#### [GIVEN DATA]

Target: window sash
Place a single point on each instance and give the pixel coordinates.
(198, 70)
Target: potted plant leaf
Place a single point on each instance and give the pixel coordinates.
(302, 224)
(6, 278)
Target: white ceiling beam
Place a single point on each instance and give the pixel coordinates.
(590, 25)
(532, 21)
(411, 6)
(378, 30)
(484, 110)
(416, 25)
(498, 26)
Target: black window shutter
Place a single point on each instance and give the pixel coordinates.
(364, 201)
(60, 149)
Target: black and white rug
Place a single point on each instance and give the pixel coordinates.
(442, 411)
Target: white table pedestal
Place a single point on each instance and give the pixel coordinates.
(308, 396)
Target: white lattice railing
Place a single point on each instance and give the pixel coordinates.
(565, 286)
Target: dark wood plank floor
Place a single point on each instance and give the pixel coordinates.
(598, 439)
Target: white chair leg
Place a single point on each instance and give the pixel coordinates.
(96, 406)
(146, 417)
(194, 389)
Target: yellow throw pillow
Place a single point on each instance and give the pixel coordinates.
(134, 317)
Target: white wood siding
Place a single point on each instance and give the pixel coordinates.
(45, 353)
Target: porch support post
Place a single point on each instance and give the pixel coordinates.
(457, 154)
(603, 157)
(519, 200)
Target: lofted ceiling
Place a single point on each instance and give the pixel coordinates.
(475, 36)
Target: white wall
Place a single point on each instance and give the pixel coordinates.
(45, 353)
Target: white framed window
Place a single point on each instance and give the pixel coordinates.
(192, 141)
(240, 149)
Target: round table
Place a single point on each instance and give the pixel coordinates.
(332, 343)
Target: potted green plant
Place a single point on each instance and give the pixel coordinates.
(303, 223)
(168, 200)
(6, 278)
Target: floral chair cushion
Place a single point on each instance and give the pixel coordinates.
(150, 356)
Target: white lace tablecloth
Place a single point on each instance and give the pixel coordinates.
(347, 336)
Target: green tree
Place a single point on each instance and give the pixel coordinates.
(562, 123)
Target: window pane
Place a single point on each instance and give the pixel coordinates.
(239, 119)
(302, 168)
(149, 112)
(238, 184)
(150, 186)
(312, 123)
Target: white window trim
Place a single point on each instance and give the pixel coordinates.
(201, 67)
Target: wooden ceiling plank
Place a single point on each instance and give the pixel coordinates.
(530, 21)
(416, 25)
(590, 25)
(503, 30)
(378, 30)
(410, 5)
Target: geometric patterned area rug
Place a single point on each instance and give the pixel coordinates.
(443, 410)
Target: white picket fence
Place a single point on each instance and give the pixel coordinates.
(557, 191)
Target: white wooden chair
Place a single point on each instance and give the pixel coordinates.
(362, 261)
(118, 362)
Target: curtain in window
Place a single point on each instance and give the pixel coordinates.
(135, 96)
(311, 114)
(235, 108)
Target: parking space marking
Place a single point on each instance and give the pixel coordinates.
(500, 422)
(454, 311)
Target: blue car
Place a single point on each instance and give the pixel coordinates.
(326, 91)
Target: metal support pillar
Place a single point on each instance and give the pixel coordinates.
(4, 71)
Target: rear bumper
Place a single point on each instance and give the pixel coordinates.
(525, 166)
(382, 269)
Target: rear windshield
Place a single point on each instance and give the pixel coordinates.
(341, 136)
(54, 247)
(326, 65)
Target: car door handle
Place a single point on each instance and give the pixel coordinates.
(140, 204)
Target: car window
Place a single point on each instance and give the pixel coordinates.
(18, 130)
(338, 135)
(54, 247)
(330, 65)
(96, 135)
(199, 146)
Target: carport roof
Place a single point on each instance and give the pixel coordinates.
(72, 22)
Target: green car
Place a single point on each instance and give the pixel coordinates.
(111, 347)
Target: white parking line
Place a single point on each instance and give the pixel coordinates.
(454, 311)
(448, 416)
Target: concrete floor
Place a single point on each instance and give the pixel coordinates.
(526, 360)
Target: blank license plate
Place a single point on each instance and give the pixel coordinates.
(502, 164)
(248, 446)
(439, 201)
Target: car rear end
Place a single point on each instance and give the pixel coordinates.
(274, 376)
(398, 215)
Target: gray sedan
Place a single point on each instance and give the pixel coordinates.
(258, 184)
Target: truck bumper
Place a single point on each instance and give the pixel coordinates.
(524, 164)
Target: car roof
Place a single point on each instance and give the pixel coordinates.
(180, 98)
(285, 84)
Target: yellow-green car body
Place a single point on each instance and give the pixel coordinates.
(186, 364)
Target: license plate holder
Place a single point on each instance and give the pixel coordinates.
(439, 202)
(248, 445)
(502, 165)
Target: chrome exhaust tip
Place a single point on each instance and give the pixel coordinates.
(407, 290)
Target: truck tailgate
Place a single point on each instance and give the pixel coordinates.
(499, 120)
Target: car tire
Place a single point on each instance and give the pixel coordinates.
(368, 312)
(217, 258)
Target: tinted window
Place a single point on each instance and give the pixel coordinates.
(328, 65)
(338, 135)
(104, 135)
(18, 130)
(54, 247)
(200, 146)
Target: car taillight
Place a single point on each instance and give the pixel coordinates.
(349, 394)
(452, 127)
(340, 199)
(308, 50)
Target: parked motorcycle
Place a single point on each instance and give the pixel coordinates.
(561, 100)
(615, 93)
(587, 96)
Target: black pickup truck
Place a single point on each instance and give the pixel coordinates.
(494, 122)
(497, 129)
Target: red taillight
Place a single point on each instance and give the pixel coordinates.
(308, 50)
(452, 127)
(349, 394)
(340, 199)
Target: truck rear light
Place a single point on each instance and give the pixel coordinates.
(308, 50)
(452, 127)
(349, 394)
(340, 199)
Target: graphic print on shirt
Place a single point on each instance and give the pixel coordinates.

#### [EXERCISE PROMPT]
Reproduce all of the records above line for line, changing nothing.

#### [SOLUTION TO THIS EXERCISE]
Target: window sash
Place a single point on each instance and give the pixel coordinates.
(198, 70)
Target: potted plant leaf
Place a single point on each instance and give the pixel coordinates.
(302, 224)
(6, 278)
Target: white ceiling beam
Place a single point on each instance and give the pixel coordinates.
(590, 25)
(532, 21)
(411, 6)
(378, 30)
(484, 110)
(416, 25)
(498, 26)
Target: black window shutter
Place a single point on each instance and give the pixel coordinates.
(364, 201)
(60, 149)
Target: black and white rug
Place a single point on each instance and give the pixel coordinates.
(442, 411)
Target: white table pedestal
Place a single point on each instance and give the pixel coordinates.
(308, 396)
Target: white lattice railing
Place a single point on each instance and give the pixel coordinates.
(565, 286)
Target: dark wood plank floor
Place a single point on each instance and give the pixel coordinates.
(598, 439)
Target: white chair leg
Place a single point on each instance and give the pixel coordinates.
(96, 406)
(146, 417)
(194, 389)
Target: yellow throw pillow
Place a single point on each instance and give the pixel coordinates.
(134, 317)
Target: white wood siding
Place a single point on each instance and give the pixel coordinates.
(45, 353)
Target: porch support post
Place a single point on each instance and give the pixel coordinates.
(457, 154)
(603, 157)
(519, 200)
Target: lofted ceiling
Place a single point on each instance and give the pixel coordinates.
(475, 36)
Target: white wall
Place a single point on each instance and give the pixel coordinates.
(45, 353)
Target: white framed window
Place a single point on each instance and give the pixel coordinates.
(192, 141)
(240, 149)
Target: round table
Place a single point on each instance and give the pixel coordinates.
(332, 343)
Target: potted green plant
Place a single point on each instance and give the pixel coordinates.
(303, 223)
(168, 200)
(6, 278)
Target: floral chair cushion
Place a single point on each instance and give the pixel coordinates.
(150, 356)
Target: white lace tablecloth
Place a single point on each instance and give the pixel coordinates.
(347, 336)
Target: green tree
Place a single point on each instance and give the pixel coordinates.
(562, 123)
Target: window pane
Place a single point on each instance and give the pixel coordinates.
(239, 119)
(302, 168)
(149, 112)
(238, 184)
(150, 186)
(312, 123)
Target: white window trim
Place a single point on each instance and give the pixel coordinates.
(201, 67)
Target: wooden ceiling plank
Place a single point on each instance and give the pixel coordinates.
(530, 21)
(416, 25)
(590, 25)
(503, 30)
(378, 30)
(410, 5)
Target: geometric patterned area rug
Place a single point on each instance and give the pixel coordinates.
(443, 410)
Target: white picket fence
Place a single point on each instance and give the pixel coordinates.
(557, 191)
Target: white wooden chair
Place a single point on each instance and give the pixel coordinates.
(362, 261)
(118, 362)
Target: curtain in window
Place a single point on each instance and give the pixel coordinates.
(135, 96)
(311, 114)
(235, 108)
Target: parking space marking
Place a single point on each instance and give the pixel coordinates.
(500, 422)
(454, 311)
Target: blue car
Place a single point on each instance and give the pixel coordinates.
(326, 91)
Target: metal support pillar
Place a single point on each instance and give the pixel coordinates.
(4, 71)
Target: rear bumper
Place a single point on each instance and give the pixel coordinates.
(525, 166)
(382, 269)
Target: rear windshield
Place a single point on each instance and give the pixel coordinates.
(341, 136)
(54, 247)
(326, 65)
Target: car door handle
Place a single point on each instance and give the pixel coordinates.
(140, 204)
Target: car window
Place a single point on each instance and give the pixel coordinates.
(18, 130)
(338, 135)
(54, 247)
(330, 65)
(96, 135)
(199, 146)
Target: carport roof
Place a single point on each instance and give the pixel coordinates.
(72, 22)
Target: green car
Place a single point on each instance and give the pixel coordinates.
(111, 347)
Target: white parking line
Place a single point on each instance and give the pixel coordinates.
(454, 311)
(448, 416)
Target: concrete floor
Place a single point on each instance and give the pixel coordinates.
(526, 360)
Target: blank license plate
Place a single point on each instance and give the pixel coordinates.
(502, 164)
(248, 446)
(439, 201)
Target: car rear end
Place a single point on each instance and give the pixel coordinates.
(274, 376)
(398, 215)
Target: gray sedan
Place a single point on each instance and give the pixel coordinates.
(258, 184)
Target: truck bumper
Place a single point on each instance and give the pixel coordinates.
(524, 164)
Target: car roof
Place a single point on each instance and give the pixel coordinates.
(180, 98)
(285, 84)
Target: yellow-green car body
Place a single point on each instance and give the pixel coordinates.
(186, 364)
Target: license plate holder
Place a single point on each instance and give the pixel coordinates.
(439, 202)
(248, 445)
(502, 165)
Target: chrome exhaust tip
Place a single point on each instance and give the pixel coordinates.
(407, 290)
Target: truck tailgate
Place a single point on each instance and give the pixel coordinates.
(499, 120)
Target: car tire
Place a single point on each instance and give the pixel coordinates.
(368, 312)
(217, 258)
Target: tinted window
Place a single point on each instance and give the pixel coordinates.
(328, 65)
(338, 135)
(104, 135)
(18, 130)
(54, 247)
(200, 146)
Target: car taillight
Place a single point on each instance and give the pixel coordinates.
(349, 394)
(452, 127)
(340, 199)
(308, 50)
Target: parked motorcycle
Place a single point on each instance and give the pixel coordinates.
(561, 100)
(615, 93)
(587, 96)
Target: black pickup truck
Place a single point on each instance and give the pixel coordinates.
(494, 122)
(497, 129)
Target: red taillight
Place a single point on each instance and give the pixel coordinates.
(308, 50)
(452, 127)
(349, 394)
(340, 199)
Target: truck rear light
Place a single point on each instance and give the pixel coordinates.
(308, 50)
(452, 127)
(349, 394)
(340, 199)
Target: graphic print on shirt
Place a single point on each instance and give the pixel coordinates.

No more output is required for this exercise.